Dataset records about object locations
-- START --

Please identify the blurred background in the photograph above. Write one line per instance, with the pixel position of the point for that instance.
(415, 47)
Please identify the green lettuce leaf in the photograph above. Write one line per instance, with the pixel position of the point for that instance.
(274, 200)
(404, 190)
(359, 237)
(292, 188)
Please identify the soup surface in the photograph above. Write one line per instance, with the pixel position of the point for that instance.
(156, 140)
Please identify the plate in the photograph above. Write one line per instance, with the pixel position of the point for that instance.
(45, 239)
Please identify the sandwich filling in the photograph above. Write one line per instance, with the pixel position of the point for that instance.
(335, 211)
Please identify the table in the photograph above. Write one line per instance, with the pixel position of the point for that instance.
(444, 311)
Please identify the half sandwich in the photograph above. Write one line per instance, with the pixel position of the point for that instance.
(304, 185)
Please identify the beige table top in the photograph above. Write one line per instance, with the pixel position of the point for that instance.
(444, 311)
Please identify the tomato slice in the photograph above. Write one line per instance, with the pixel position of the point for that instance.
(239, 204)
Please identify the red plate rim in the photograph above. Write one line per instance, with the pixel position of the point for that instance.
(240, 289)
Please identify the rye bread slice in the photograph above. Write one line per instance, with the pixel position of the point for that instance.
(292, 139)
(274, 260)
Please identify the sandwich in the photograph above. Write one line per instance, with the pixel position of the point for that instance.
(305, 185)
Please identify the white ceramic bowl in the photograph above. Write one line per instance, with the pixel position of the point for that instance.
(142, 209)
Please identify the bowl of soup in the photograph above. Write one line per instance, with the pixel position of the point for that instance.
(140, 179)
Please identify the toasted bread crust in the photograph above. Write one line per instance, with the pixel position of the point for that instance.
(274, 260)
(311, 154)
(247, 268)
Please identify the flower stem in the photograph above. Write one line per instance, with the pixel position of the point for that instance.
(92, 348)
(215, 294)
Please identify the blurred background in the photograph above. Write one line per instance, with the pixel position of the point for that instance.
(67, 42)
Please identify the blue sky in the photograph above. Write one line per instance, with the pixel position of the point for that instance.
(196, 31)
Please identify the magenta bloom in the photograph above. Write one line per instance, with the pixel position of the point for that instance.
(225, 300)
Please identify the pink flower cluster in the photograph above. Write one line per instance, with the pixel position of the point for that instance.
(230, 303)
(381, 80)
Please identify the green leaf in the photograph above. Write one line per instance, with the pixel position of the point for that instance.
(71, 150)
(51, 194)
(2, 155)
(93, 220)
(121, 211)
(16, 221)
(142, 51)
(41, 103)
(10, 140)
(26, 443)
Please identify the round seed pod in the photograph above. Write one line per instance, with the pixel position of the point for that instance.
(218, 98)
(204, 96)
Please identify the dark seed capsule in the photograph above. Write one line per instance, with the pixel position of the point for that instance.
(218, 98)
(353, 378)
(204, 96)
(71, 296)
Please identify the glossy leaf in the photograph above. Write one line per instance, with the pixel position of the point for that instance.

-- END --

• _REQUIREMENT_
Extract, exactly, the lines above that begin at the line containing "Please identify the toasted" and end at the final line of the records; add no other text.

• _EXERCISE RESULT_
Please identify the toasted bread crust in the photograph above. Write one line per instance, with the pixel position of the point for that instance.
(274, 260)
(311, 154)
(247, 268)
Please identify the flower stem in the photograph above. Write one line per instance, with the pixel position of the point for that instance.
(92, 348)
(215, 294)
Please identify the blurred background in the photograph above. Write one line per instance, with the pixel position of the point for that instance.
(67, 42)
Please identify the blue sky in the photograph above. Write one line per instance, with the pixel position of the point for that instance.
(196, 31)
Please identify the magenta bloom in the photograph above. Write one line per instance, with the pixel position of the point for that instance.
(225, 300)
Please identify the pink flower cluster in the photograph above. Write one line per instance, with the pixel position of the point for that instance.
(230, 303)
(381, 80)
Please identify the green leaf in the photograph above. Write one line per instance, with the pixel position of the point for that instance.
(71, 150)
(51, 194)
(2, 155)
(93, 220)
(121, 211)
(16, 221)
(142, 51)
(41, 103)
(10, 140)
(26, 443)
Please identify the round seed pod in the photograph above. Write one line per instance, with the pixel position of the point for that instance.
(218, 98)
(204, 96)
Please identify the dark seed capsule in the photograph above. Write one line per instance, with the pixel position of the point for that instance.
(218, 98)
(353, 378)
(204, 96)
(71, 296)
Please identify the glossy leaf in the photograph above. Write one line per instance, with the pixel position of the point for that instance.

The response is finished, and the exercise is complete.